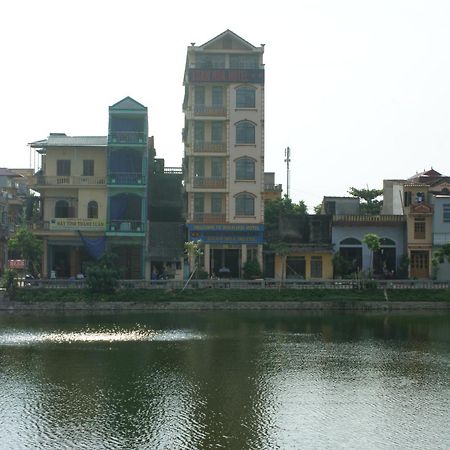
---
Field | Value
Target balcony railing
[108,172,147,186]
[194,177,227,189]
[108,219,145,233]
[194,141,227,153]
[108,131,147,144]
[333,214,406,223]
[264,184,283,192]
[31,175,106,186]
[194,105,227,116]
[193,212,226,223]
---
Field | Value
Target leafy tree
[243,259,262,280]
[363,233,381,272]
[86,252,120,293]
[8,227,42,277]
[264,195,308,230]
[348,187,383,214]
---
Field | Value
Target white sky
[0,0,450,212]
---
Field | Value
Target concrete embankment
[0,300,450,312]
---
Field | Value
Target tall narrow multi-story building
[183,30,264,277]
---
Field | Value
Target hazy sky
[0,0,450,212]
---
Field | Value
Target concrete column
[203,244,211,274]
[256,244,264,273]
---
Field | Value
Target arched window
[88,200,98,219]
[236,157,255,180]
[55,200,70,218]
[236,192,255,216]
[236,86,256,108]
[236,120,255,144]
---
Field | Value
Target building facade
[183,30,264,277]
[30,97,150,279]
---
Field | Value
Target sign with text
[187,224,264,245]
[50,217,105,231]
[189,69,264,84]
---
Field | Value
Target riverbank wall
[0,300,450,313]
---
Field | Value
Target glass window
[83,159,94,177]
[194,157,205,177]
[195,53,225,69]
[56,159,70,177]
[212,86,223,106]
[88,200,98,219]
[236,158,255,180]
[211,194,222,214]
[194,121,205,142]
[55,200,70,218]
[236,120,255,144]
[195,86,205,106]
[236,87,256,108]
[230,55,259,69]
[211,122,223,144]
[443,204,450,222]
[311,256,322,278]
[414,218,425,239]
[211,158,222,178]
[236,193,255,216]
[194,194,205,213]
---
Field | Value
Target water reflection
[0,312,450,449]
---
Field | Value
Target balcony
[108,131,147,145]
[192,212,226,223]
[108,172,147,186]
[107,219,145,233]
[30,175,106,186]
[194,177,227,189]
[194,105,227,117]
[194,141,227,153]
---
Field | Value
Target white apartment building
[183,30,264,277]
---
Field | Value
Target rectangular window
[230,55,259,69]
[211,194,222,214]
[311,256,322,278]
[194,194,205,213]
[405,191,411,206]
[211,122,223,144]
[83,159,94,177]
[56,159,70,177]
[194,157,205,177]
[414,218,425,239]
[194,121,205,142]
[195,86,205,106]
[443,204,450,222]
[236,87,256,108]
[195,53,225,69]
[212,86,223,106]
[211,158,222,178]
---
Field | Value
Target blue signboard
[187,224,264,245]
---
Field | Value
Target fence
[24,278,450,289]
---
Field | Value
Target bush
[243,259,262,280]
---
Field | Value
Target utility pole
[284,147,291,198]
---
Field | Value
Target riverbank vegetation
[15,287,450,302]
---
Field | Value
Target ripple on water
[0,326,203,346]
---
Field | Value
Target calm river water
[0,311,450,450]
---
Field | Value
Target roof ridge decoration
[199,29,257,50]
[109,96,147,111]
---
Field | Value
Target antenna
[284,147,291,198]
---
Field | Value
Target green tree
[264,195,308,230]
[348,187,383,215]
[8,227,42,277]
[363,233,381,273]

* * *

DIRECTIONS
Return each line above that contains the word "white".

WRITTEN ANSWER
Target white sky
Target white apartment building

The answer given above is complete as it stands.